WHAT YOU SHOULD DO | Give back the exact lines of the material below from the one containing "Target: evergreen tree" through the one containing "Target: defender's knee", and no pictures.

AVAILABLE DATA |
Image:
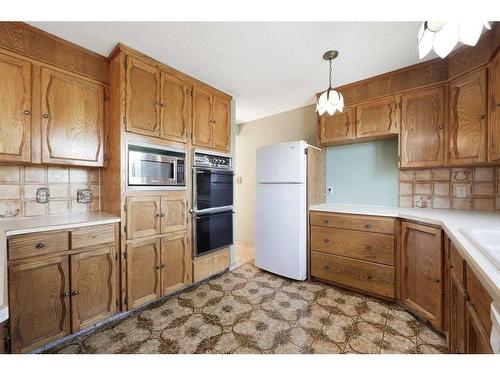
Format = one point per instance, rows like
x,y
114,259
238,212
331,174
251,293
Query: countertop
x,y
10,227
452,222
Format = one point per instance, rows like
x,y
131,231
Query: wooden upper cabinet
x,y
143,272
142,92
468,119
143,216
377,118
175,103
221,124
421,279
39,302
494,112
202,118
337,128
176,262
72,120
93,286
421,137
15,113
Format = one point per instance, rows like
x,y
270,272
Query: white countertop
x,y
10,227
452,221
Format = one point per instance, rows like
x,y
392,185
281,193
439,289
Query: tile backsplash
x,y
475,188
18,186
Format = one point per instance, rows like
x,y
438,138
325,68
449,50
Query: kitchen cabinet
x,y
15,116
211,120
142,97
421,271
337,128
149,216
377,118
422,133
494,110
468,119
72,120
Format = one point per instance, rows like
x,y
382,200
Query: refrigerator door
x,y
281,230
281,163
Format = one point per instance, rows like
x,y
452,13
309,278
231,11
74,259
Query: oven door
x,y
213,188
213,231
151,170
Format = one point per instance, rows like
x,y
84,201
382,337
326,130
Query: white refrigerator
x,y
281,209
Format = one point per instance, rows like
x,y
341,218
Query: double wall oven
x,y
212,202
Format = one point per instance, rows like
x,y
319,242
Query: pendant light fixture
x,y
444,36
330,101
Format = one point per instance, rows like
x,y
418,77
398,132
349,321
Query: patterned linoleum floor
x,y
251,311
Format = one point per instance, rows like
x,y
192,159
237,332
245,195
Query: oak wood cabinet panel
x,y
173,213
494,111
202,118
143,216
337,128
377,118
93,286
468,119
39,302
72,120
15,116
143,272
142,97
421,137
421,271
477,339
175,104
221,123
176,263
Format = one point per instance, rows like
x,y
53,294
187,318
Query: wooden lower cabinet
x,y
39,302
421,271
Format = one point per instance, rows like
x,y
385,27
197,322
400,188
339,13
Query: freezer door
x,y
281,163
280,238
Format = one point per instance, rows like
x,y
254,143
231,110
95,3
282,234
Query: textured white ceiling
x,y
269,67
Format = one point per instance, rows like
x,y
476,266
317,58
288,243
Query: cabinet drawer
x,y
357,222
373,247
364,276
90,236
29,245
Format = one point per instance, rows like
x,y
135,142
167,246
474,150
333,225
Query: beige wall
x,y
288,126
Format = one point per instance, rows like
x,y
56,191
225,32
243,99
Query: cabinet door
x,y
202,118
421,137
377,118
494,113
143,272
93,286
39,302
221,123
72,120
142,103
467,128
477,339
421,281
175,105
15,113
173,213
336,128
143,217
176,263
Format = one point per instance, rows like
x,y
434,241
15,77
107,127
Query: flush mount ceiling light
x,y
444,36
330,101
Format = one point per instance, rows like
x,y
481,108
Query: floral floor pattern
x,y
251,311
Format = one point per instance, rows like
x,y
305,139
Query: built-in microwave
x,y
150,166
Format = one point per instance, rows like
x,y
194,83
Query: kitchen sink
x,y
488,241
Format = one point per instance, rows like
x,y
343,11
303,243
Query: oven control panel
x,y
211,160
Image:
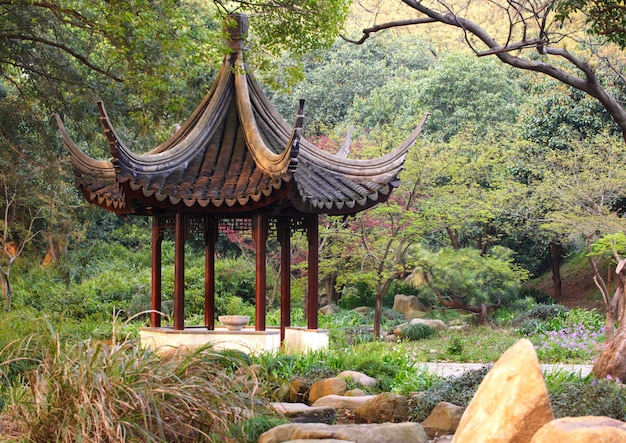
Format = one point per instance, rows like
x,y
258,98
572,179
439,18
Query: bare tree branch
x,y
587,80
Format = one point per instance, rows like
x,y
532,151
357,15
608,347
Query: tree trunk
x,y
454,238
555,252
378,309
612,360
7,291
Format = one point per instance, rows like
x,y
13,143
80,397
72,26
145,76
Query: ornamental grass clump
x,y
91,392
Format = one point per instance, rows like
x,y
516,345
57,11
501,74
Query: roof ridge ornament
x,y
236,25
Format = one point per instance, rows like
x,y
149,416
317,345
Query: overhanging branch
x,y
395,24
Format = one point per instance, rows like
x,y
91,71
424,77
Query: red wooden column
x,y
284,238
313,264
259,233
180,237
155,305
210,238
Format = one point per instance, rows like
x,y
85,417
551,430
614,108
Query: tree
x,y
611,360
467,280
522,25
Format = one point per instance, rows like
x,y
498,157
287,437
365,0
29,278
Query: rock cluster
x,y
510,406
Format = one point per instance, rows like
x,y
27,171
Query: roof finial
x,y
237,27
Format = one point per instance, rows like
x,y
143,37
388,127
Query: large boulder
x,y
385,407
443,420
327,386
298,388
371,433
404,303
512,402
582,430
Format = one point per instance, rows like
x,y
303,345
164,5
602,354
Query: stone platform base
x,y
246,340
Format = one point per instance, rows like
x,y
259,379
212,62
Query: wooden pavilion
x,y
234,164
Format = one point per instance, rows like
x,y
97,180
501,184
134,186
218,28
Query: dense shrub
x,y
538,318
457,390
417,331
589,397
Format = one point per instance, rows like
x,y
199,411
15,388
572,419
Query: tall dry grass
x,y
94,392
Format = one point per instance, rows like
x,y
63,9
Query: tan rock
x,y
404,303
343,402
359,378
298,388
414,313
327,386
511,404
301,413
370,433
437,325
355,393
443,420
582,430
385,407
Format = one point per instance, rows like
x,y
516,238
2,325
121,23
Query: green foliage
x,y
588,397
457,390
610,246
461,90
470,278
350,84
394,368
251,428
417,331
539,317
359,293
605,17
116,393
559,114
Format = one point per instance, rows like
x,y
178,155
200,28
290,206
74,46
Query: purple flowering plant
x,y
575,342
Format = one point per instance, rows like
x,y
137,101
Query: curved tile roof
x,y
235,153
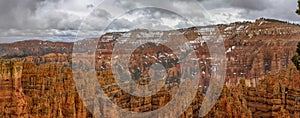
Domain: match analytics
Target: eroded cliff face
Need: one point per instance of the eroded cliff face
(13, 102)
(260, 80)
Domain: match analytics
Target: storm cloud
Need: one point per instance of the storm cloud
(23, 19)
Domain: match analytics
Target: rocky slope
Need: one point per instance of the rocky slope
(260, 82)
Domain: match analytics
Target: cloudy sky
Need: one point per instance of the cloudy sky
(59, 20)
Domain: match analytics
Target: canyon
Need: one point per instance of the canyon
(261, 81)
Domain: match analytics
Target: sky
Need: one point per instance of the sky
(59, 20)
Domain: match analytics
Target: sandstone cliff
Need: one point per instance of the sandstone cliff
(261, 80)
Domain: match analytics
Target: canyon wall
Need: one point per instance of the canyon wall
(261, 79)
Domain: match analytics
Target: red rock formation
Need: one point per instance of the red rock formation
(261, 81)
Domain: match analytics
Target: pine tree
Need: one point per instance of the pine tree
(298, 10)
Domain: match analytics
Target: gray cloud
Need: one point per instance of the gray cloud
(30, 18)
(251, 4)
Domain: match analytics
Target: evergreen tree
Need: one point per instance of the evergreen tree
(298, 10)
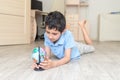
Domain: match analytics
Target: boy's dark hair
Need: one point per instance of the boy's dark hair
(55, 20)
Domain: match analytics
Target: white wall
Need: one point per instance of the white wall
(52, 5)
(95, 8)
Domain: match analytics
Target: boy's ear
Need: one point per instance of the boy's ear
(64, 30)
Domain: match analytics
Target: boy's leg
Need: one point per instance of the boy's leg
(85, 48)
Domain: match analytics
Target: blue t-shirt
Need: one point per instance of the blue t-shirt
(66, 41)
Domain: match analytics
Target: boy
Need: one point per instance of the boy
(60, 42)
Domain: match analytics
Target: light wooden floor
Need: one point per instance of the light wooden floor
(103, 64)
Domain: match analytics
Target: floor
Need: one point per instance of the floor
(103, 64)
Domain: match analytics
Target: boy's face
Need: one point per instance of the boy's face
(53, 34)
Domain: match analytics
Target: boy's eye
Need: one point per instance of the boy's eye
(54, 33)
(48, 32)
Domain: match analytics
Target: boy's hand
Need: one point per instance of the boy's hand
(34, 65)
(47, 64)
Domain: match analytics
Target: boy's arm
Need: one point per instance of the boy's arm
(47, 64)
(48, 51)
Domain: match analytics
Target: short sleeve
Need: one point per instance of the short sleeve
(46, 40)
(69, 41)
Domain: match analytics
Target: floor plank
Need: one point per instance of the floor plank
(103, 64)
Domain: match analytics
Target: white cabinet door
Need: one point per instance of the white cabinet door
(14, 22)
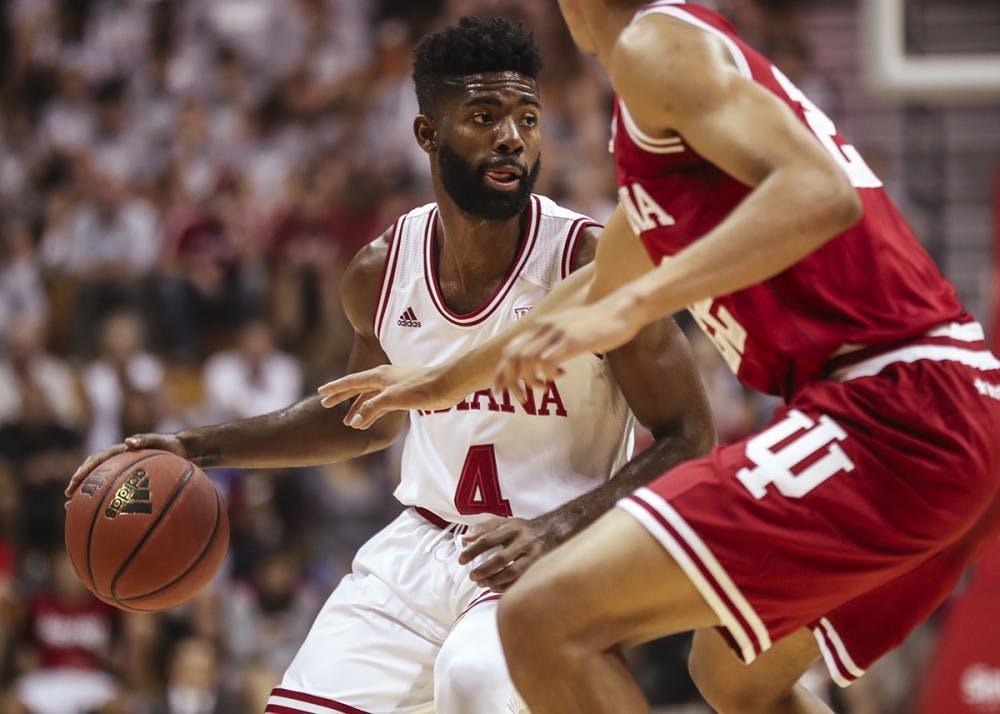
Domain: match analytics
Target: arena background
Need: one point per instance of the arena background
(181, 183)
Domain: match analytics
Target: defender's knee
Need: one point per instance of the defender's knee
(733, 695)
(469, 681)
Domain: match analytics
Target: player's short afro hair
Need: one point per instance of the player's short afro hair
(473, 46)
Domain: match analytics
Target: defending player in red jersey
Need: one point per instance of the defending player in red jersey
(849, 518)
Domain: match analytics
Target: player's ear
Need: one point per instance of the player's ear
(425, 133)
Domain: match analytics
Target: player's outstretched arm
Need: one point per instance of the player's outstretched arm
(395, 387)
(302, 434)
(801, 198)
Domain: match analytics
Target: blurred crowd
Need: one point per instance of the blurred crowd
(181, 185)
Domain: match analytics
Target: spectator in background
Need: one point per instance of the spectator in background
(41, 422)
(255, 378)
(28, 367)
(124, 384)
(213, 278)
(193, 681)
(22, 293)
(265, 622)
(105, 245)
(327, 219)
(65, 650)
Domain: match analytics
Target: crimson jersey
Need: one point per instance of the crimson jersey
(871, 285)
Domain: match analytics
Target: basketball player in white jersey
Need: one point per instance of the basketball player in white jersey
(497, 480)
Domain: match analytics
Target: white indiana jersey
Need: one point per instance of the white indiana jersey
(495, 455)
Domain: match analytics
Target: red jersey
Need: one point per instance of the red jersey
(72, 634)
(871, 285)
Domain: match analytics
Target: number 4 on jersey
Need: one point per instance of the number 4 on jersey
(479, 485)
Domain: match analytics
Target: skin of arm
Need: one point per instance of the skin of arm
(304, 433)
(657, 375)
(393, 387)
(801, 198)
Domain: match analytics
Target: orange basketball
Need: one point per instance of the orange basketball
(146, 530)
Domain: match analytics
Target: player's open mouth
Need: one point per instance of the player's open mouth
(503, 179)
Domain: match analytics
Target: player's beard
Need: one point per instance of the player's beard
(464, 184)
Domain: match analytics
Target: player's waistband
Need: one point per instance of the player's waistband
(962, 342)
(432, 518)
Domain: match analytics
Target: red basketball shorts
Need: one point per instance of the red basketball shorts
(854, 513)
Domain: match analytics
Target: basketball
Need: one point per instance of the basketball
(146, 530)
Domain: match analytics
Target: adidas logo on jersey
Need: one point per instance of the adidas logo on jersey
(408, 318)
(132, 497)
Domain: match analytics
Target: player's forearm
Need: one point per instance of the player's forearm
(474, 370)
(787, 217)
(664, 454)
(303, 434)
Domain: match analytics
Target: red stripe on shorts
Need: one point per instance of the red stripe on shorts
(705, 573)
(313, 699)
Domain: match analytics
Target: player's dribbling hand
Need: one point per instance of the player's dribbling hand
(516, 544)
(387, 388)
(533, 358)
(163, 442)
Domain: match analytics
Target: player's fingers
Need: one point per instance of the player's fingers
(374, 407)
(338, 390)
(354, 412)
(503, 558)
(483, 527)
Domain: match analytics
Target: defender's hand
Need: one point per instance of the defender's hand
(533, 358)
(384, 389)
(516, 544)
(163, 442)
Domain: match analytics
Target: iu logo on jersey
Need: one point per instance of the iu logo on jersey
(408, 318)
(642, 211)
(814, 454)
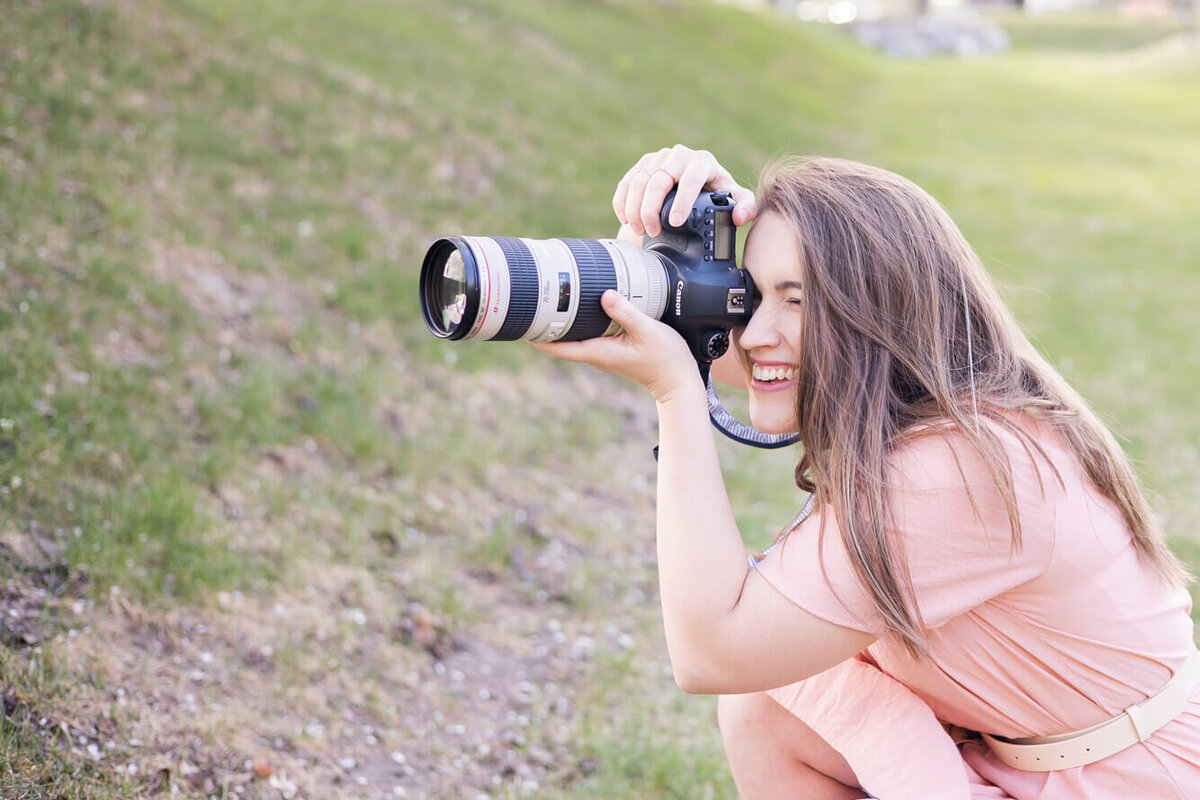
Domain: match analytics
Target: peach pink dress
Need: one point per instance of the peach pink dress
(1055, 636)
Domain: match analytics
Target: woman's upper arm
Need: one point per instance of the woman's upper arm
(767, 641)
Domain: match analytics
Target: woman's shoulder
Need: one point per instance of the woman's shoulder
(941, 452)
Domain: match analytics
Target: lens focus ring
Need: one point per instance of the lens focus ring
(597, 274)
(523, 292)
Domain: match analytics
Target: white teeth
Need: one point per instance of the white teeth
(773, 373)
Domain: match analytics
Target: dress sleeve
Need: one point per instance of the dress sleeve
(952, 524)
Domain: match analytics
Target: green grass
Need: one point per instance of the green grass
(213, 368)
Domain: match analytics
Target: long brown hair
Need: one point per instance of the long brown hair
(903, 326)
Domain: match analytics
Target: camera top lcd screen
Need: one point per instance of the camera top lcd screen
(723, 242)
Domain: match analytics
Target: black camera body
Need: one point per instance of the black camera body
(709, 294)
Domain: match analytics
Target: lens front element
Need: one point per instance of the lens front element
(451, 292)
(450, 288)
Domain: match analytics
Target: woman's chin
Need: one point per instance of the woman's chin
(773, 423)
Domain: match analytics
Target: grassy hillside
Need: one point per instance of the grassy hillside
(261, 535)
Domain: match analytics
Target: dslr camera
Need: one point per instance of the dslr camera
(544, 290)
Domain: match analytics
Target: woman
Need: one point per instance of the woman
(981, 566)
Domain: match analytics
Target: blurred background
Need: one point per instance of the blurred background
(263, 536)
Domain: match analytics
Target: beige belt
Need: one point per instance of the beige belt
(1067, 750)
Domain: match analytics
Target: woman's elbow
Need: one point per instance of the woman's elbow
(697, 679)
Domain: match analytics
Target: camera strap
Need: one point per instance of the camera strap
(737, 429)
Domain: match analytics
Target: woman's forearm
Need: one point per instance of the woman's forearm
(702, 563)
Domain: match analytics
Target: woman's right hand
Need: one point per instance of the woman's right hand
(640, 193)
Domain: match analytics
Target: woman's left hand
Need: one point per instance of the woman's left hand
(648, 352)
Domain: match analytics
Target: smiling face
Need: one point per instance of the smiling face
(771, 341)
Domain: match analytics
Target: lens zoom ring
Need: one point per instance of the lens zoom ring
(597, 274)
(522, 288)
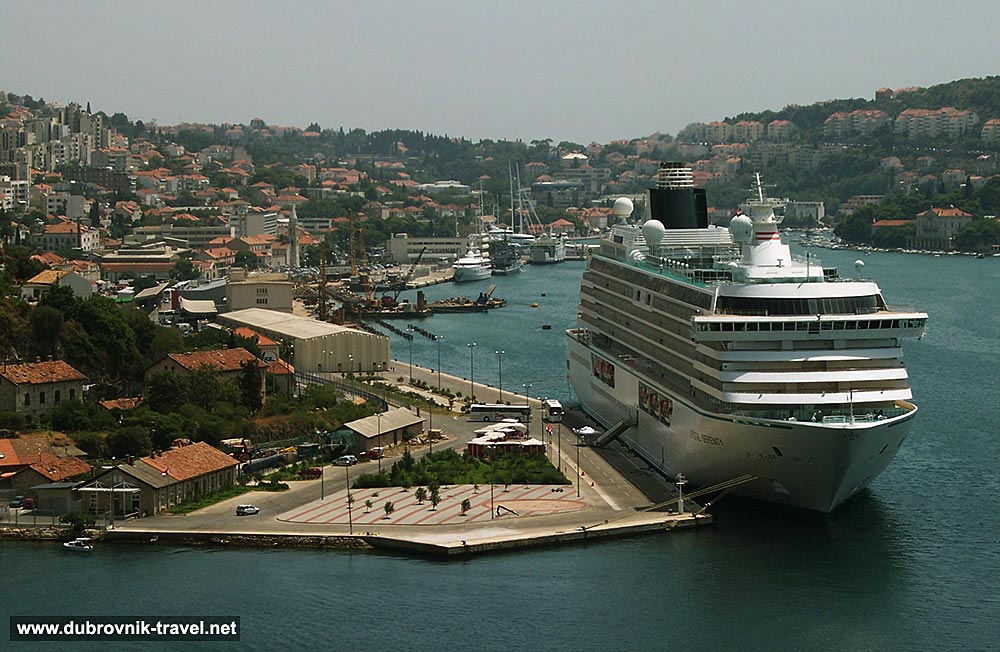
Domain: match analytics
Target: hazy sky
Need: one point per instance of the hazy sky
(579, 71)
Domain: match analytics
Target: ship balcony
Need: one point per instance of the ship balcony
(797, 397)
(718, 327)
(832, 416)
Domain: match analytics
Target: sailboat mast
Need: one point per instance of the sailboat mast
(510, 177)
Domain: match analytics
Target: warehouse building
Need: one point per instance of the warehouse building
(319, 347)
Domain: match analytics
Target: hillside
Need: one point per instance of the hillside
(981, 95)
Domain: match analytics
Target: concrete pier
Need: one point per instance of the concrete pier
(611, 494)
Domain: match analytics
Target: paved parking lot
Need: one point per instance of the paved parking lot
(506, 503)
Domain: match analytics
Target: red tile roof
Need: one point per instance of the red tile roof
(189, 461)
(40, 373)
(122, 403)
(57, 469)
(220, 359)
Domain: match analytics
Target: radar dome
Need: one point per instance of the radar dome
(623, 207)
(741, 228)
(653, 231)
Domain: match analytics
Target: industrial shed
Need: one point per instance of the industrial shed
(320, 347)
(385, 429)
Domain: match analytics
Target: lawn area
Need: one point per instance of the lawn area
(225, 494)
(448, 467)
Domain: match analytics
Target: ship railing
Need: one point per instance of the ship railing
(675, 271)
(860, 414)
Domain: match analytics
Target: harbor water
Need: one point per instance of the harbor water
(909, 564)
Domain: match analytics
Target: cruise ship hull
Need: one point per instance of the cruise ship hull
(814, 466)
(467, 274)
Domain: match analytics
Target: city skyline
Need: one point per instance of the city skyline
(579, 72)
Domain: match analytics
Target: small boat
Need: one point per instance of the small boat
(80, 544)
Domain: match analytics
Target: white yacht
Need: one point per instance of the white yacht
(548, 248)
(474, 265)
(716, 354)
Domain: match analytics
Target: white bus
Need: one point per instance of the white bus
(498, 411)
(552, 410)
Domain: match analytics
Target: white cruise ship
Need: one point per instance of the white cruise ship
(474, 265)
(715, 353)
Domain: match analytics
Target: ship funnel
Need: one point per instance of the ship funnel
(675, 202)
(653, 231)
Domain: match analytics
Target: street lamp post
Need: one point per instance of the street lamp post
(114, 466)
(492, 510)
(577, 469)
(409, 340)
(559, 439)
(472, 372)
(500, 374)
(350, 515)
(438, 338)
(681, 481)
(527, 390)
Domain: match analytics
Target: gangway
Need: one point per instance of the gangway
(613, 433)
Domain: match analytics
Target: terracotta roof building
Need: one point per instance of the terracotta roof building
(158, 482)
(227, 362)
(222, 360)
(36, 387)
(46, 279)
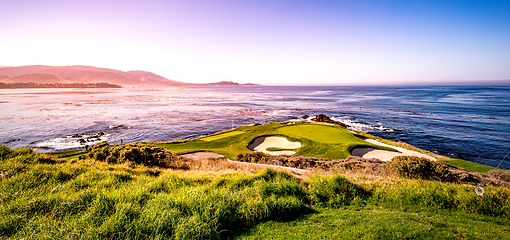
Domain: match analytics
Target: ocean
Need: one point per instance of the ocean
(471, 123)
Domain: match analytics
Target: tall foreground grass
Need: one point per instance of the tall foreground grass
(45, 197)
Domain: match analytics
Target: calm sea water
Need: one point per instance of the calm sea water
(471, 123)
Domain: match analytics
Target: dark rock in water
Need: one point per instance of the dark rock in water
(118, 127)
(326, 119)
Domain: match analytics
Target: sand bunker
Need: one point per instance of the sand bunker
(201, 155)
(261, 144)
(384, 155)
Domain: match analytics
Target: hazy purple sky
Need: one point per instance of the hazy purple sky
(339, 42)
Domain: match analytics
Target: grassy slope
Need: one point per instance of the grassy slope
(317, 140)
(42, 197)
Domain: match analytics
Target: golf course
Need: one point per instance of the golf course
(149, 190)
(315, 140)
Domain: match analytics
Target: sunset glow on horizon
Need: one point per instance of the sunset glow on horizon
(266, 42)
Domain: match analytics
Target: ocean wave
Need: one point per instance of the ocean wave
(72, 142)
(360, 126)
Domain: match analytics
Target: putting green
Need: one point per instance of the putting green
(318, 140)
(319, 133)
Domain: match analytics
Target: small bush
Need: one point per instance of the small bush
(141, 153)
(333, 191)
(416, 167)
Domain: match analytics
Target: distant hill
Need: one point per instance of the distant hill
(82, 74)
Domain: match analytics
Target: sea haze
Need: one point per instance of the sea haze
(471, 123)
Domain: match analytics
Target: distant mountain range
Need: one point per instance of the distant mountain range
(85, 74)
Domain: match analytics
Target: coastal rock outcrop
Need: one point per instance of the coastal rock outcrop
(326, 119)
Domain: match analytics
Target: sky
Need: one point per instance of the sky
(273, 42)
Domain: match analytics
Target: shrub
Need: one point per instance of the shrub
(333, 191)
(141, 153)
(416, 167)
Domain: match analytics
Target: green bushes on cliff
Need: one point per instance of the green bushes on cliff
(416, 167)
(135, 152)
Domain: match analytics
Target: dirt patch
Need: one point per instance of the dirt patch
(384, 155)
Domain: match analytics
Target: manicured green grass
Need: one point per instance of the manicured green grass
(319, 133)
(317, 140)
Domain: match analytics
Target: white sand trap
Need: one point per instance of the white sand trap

EXERCISE SOLUTION |
Target: evergreen tree
Need: one point per instance of the evergreen tree
(298, 10)
Domain: match analytics
Target: boy's dark hair
Need: one point per instance of the boy's dark hair
(55, 20)
Domain: match analytics
Target: white wall
Need: one point per instance of the white wall
(52, 5)
(95, 8)
Domain: match analytics
Target: boy's ear
Need: one point per instance of the boy's ear
(64, 30)
Domain: match analytics
Target: boy's leg
Need: one point per instance of the boy's leg
(85, 48)
Domain: match analytics
Target: blue t-shirt
Need: one point per instance of the blue t-shirt
(66, 41)
Domain: match analytics
Target: boy
Need: one point per instance of the boy
(60, 42)
Domain: match analytics
Target: light wooden floor
Need: one point per instance of the light wooden floor
(103, 64)
Domain: match analytics
Target: floor
Need: one point per instance of the floor
(103, 64)
Domain: match analytics
Target: boy's face
Need: one point per instance of the boy's face
(53, 34)
Domain: match analytics
Target: boy's eye
Need: one point per instance of the boy's eye
(54, 33)
(48, 32)
Domain: match analytics
Target: boy's hand
Need: one point per instance of the boy's hand
(34, 65)
(47, 64)
Domain: match analytics
Target: boy's arm
Need: one point per instance of the boy's arm
(47, 64)
(48, 51)
Domain: match analytics
Target: short sleeve
Need: one point per instance of the short sleeve
(46, 40)
(69, 41)
Domain: match analytics
Target: floor plank
Need: one point per instance of the floor plank
(103, 64)
Domain: match analytics
Target: white cabinet door
Need: one point per instance of the white cabinet door
(14, 22)
Domain: match analytics
Target: arena background
Need: one point per instance of the arena background
(181, 183)
Domain: match analytics
Target: defender's knee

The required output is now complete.